# [ITEMS]
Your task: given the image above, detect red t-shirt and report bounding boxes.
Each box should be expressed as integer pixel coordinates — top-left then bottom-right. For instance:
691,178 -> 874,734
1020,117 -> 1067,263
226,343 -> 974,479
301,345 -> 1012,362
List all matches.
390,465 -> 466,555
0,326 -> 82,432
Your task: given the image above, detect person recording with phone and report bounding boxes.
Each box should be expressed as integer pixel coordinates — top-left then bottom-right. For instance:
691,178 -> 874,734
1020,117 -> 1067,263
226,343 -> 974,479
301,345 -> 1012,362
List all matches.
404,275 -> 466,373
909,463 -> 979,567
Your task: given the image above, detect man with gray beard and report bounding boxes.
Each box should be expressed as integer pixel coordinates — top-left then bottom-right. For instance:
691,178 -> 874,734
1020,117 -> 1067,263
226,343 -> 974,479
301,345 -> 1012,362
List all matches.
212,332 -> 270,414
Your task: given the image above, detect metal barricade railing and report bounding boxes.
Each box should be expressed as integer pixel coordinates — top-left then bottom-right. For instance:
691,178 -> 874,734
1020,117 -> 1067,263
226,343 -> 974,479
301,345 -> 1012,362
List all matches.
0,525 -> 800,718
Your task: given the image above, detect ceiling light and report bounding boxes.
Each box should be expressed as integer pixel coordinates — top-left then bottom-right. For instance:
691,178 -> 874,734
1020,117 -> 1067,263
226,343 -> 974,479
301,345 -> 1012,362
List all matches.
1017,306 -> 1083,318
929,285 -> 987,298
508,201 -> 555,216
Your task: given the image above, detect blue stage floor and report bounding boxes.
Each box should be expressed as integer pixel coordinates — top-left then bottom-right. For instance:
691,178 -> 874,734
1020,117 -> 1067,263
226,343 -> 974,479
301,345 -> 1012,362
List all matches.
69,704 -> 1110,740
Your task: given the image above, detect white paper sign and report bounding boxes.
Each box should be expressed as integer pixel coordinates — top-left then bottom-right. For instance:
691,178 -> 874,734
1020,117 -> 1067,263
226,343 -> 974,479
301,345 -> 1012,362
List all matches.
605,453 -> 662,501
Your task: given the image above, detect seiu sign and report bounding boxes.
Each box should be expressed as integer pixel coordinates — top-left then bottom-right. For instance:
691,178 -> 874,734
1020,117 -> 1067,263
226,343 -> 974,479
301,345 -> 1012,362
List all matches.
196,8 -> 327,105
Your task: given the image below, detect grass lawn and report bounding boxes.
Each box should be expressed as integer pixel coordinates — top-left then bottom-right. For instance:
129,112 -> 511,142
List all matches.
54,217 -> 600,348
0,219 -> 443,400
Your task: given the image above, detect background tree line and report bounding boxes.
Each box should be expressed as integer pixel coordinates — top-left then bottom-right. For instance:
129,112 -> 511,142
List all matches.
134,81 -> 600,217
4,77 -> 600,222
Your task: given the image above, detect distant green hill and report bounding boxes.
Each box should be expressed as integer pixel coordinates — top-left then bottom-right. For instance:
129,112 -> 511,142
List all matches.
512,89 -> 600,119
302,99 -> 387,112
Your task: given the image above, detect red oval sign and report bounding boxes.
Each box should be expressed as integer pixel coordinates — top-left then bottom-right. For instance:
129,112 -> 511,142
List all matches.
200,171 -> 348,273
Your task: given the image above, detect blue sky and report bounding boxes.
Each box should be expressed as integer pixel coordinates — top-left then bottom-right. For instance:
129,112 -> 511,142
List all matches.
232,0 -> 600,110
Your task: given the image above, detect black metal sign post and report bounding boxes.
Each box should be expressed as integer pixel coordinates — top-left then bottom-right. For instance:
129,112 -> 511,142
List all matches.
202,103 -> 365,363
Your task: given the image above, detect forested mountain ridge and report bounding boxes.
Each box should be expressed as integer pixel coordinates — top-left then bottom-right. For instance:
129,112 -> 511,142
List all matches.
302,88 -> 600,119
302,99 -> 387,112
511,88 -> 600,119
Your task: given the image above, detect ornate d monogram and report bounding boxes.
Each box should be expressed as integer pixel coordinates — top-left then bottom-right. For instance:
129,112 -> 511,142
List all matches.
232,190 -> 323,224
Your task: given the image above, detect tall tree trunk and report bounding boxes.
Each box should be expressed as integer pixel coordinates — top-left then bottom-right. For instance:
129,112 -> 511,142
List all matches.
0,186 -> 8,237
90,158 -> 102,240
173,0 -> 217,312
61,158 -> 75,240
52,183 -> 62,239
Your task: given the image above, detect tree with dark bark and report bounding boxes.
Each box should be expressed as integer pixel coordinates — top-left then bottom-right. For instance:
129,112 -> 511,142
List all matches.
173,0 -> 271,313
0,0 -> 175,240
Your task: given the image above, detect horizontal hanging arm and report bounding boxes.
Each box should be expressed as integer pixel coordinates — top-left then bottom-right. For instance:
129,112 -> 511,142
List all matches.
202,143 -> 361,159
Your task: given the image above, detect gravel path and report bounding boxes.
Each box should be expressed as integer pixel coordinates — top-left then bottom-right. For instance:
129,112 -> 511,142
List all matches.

# [GOAL]
Show every line of the items above that contains the word "sign", copying each such line in full.

# [THE REPLY]
Your task: given the image above, detect white paper sign and report bounding boxes.
Your task: given the image above, detect seiu sign and report bounding boxes.
Your task: given the image above, detect red oval sign and report bounding boxes.
Your task: given the image above, detect black metal sign post and report bounding boxes.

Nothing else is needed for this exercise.